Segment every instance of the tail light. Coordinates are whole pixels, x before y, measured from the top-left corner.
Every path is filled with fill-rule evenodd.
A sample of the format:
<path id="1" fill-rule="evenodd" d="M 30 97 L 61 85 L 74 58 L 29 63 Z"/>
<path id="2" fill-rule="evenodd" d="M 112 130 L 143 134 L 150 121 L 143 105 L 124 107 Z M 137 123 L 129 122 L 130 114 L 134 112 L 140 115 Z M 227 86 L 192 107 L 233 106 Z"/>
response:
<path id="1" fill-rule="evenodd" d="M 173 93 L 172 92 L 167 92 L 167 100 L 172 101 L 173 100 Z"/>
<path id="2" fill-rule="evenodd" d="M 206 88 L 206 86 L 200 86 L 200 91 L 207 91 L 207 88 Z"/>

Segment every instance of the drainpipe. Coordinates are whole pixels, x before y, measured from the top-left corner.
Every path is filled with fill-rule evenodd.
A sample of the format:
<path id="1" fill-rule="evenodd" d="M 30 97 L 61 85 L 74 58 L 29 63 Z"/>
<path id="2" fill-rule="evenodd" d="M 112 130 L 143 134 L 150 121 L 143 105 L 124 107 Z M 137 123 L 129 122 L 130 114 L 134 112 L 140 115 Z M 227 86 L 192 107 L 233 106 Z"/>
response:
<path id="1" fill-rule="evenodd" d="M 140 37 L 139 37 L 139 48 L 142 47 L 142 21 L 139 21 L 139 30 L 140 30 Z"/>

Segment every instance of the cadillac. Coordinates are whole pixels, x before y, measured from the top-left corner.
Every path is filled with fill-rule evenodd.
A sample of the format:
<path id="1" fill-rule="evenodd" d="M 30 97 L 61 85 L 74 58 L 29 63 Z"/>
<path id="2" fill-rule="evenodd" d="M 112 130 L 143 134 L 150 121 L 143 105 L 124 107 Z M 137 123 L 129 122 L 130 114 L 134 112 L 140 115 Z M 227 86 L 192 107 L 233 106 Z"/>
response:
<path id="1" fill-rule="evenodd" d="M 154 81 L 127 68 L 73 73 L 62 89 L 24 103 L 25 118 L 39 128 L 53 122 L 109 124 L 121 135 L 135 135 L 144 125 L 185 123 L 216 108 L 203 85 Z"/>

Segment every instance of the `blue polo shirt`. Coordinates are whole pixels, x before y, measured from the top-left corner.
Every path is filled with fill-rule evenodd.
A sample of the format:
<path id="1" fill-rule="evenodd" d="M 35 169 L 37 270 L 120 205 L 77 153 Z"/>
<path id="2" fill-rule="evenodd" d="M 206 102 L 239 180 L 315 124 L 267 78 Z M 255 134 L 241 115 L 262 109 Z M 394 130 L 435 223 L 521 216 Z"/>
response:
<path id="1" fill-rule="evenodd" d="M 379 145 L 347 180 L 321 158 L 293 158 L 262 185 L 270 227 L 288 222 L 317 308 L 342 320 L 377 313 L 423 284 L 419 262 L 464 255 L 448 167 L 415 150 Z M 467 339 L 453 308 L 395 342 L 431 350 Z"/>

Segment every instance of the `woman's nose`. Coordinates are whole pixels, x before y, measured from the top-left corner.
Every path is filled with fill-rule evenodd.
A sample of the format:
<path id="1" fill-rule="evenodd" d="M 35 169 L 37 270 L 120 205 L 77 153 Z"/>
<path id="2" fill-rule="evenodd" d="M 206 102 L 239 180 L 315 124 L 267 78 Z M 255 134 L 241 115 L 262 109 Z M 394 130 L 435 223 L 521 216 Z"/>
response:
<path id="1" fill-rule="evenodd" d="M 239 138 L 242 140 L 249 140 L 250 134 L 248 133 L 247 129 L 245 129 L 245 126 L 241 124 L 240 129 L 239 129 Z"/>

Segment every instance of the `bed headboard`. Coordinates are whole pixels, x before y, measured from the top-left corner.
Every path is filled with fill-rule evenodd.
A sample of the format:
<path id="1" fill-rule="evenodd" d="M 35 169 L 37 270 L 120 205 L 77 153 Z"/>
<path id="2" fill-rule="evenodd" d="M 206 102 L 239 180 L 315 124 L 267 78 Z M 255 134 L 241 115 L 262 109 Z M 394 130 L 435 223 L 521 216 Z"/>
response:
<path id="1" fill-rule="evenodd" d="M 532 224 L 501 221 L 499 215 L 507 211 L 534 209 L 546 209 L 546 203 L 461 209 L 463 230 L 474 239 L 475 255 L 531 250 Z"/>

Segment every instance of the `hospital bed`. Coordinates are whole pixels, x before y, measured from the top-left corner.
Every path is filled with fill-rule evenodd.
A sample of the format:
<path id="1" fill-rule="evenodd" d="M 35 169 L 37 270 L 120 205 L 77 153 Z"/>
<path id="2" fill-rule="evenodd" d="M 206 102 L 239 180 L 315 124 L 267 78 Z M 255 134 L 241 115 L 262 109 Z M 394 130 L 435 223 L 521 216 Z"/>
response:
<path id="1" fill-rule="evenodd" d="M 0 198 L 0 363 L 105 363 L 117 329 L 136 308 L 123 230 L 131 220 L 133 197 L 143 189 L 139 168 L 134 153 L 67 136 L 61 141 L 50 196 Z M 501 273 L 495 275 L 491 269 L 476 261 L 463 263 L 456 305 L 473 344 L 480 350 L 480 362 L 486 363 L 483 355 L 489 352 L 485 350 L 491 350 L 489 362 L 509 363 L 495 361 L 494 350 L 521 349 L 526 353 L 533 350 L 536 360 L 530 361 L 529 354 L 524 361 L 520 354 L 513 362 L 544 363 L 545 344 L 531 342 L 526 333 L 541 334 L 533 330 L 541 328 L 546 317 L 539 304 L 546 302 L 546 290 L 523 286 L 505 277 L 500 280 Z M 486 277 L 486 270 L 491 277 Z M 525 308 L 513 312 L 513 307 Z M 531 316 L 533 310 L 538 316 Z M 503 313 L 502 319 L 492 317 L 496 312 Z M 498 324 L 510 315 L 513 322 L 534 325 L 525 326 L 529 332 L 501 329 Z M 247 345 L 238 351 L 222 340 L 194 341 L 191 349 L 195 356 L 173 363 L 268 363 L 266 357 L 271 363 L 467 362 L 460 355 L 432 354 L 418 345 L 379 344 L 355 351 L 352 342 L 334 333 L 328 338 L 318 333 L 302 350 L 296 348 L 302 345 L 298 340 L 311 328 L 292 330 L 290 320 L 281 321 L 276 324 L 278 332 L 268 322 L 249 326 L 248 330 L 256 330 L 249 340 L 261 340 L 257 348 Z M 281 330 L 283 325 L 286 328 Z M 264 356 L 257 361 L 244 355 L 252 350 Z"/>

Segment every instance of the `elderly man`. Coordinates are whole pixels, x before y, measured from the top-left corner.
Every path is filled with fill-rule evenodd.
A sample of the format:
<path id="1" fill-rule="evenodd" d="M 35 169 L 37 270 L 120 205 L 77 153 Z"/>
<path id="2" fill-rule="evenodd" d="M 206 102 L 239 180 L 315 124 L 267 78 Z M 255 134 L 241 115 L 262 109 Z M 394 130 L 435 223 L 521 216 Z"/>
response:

__Exercise details__
Return all of the entries word for word.

__Exercise output__
Segment every instance of the tail light. Coordinates are whole pixels, x before y, measured from the top-left corner.
Every path is filled with fill-rule evenodd.
A sample of the format:
<path id="1" fill-rule="evenodd" d="M 30 97 L 61 85 L 74 58 L 29 63 Z"/>
<path id="2" fill-rule="evenodd" d="M 112 130 L 143 134 L 150 121 L 143 105 L 124 107 Z M 137 123 L 129 122 L 130 114 L 134 112 L 140 115 Z M 227 86 L 192 107 L 233 106 Z"/>
response:
<path id="1" fill-rule="evenodd" d="M 173 93 L 172 92 L 167 92 L 167 100 L 172 101 L 173 100 Z"/>
<path id="2" fill-rule="evenodd" d="M 206 88 L 206 86 L 200 86 L 200 91 L 207 91 L 207 88 Z"/>

Segment every instance of the drainpipe. Coordinates are whole pixels, x before y, measured from the top-left corner.
Every path is filled with fill-rule evenodd.
A sample of the format:
<path id="1" fill-rule="evenodd" d="M 30 97 L 61 85 L 74 58 L 29 63 Z"/>
<path id="2" fill-rule="evenodd" d="M 112 130 L 143 134 L 150 121 L 143 105 L 124 107 Z M 137 123 L 129 122 L 130 114 L 134 112 L 140 115 Z M 227 86 L 192 107 L 233 106 Z"/>
response:
<path id="1" fill-rule="evenodd" d="M 140 37 L 139 37 L 139 48 L 142 47 L 142 21 L 139 21 L 139 30 L 140 30 Z"/>

Segment every instance of the cadillac. Coordinates are whole pixels, x before y, measured from the top-left corner.
Every path is filled with fill-rule evenodd.
A sample of the format:
<path id="1" fill-rule="evenodd" d="M 30 97 L 61 85 L 74 58 L 29 63 Z"/>
<path id="2" fill-rule="evenodd" d="M 112 130 L 143 134 L 150 121 L 143 105 L 124 107 Z M 137 123 L 129 122 L 130 114 L 134 112 L 140 115 Z M 227 86 L 192 107 L 233 106 Z"/>
response:
<path id="1" fill-rule="evenodd" d="M 154 81 L 127 68 L 73 73 L 62 89 L 24 103 L 25 118 L 39 128 L 53 122 L 109 124 L 121 135 L 135 135 L 144 125 L 185 123 L 216 108 L 203 85 Z"/>

Segment every instance of the `blue polo shirt`. Coordinates are whole pixels, x before y, measured from the top-left corner.
Every path is filled with fill-rule evenodd.
A sample of the format:
<path id="1" fill-rule="evenodd" d="M 35 169 L 37 270 L 120 205 L 77 153 Z"/>
<path id="2" fill-rule="evenodd" d="M 206 102 L 239 180 L 315 124 L 267 78 Z M 255 134 L 241 115 L 262 109 Z M 394 130 L 435 223 L 521 216 Z"/>
response:
<path id="1" fill-rule="evenodd" d="M 379 145 L 347 180 L 321 158 L 293 158 L 262 185 L 270 227 L 288 222 L 317 308 L 342 320 L 377 313 L 423 284 L 419 262 L 464 255 L 448 167 L 415 150 Z M 467 339 L 453 308 L 395 342 L 431 350 Z"/>

Segment every instance of the `woman's nose`. Coordinates are whole pixels, x before y, measured from the top-left corner.
Every path is filled with fill-rule evenodd.
A sample of the format:
<path id="1" fill-rule="evenodd" d="M 35 169 L 37 270 L 120 205 L 77 153 Z"/>
<path id="2" fill-rule="evenodd" d="M 206 102 L 239 180 L 315 124 L 267 78 Z M 255 134 L 241 115 L 262 109 Z M 394 130 L 435 223 L 521 216 Z"/>
response:
<path id="1" fill-rule="evenodd" d="M 239 138 L 242 140 L 249 140 L 250 134 L 248 133 L 247 129 L 245 129 L 245 126 L 241 124 L 240 129 L 239 129 Z"/>

Segment every instance of the `bed headboard`. Coordinates are whole pixels, x before y, measured from the top-left corner.
Every path is filled with fill-rule evenodd.
A sample of the format:
<path id="1" fill-rule="evenodd" d="M 35 169 L 37 270 L 120 205 L 77 153 Z"/>
<path id="2" fill-rule="evenodd" d="M 206 102 L 239 180 L 315 124 L 267 78 Z M 255 134 L 241 115 L 262 109 Z M 394 130 L 435 223 L 521 216 Z"/>
response:
<path id="1" fill-rule="evenodd" d="M 532 224 L 501 221 L 499 215 L 507 211 L 534 209 L 546 209 L 546 203 L 461 209 L 463 230 L 474 239 L 475 255 L 531 250 Z"/>

Segment every instance of the `hospital bed`. Coordinates are whole pixels, x before y, measured from the top-left corner.
Every path is filled with fill-rule evenodd.
A sample of the format:
<path id="1" fill-rule="evenodd" d="M 35 169 L 37 270 L 120 205 L 77 153 Z"/>
<path id="2" fill-rule="evenodd" d="M 206 102 L 239 180 L 315 124 L 267 78 Z M 255 134 L 241 115 L 262 109 Z M 394 130 L 435 223 L 521 216 Z"/>
response:
<path id="1" fill-rule="evenodd" d="M 0 198 L 0 363 L 105 363 L 117 329 L 136 308 L 123 230 L 131 220 L 133 197 L 143 189 L 139 168 L 134 153 L 67 136 L 61 141 L 50 196 Z M 501 273 L 495 275 L 491 269 L 476 261 L 463 263 L 456 305 L 473 344 L 480 350 L 480 362 L 486 363 L 483 355 L 489 352 L 485 350 L 491 350 L 489 362 L 509 363 L 495 361 L 494 350 L 521 349 L 526 353 L 533 350 L 536 360 L 530 361 L 529 354 L 524 361 L 520 354 L 513 362 L 544 363 L 545 344 L 531 342 L 526 333 L 541 334 L 533 330 L 541 328 L 546 317 L 539 304 L 546 302 L 546 290 L 523 286 L 505 277 L 500 280 Z M 486 277 L 486 270 L 491 277 Z M 525 308 L 513 312 L 513 307 Z M 531 316 L 533 310 L 538 316 Z M 503 313 L 502 319 L 492 317 L 496 312 Z M 498 324 L 510 315 L 513 322 L 534 325 L 525 326 L 529 332 L 501 329 Z M 247 345 L 238 351 L 222 340 L 194 341 L 191 349 L 195 356 L 173 363 L 268 363 L 266 357 L 271 363 L 467 362 L 460 355 L 432 354 L 418 345 L 379 344 L 355 351 L 352 342 L 334 333 L 328 338 L 318 333 L 302 350 L 296 348 L 302 345 L 298 340 L 311 328 L 292 330 L 290 320 L 281 321 L 276 324 L 278 332 L 268 322 L 249 326 L 248 330 L 256 330 L 249 340 L 261 340 L 257 348 Z M 281 330 L 283 325 L 286 328 Z M 264 356 L 257 361 L 244 355 L 252 350 Z"/>

Segment every instance of the `elderly man`. Coordinates are whole pixels, x before y, measured from the top-left corner.
Every path is filled with fill-rule evenodd.
A sample of the format:
<path id="1" fill-rule="evenodd" d="M 35 169 L 37 270 L 120 205 L 77 153 Z"/>
<path id="2" fill-rule="evenodd" d="M 206 102 L 239 180 L 315 124 L 267 78 Z M 255 134 L 241 115 L 262 109 Z M 394 130 L 435 223 L 521 216 Z"/>
response:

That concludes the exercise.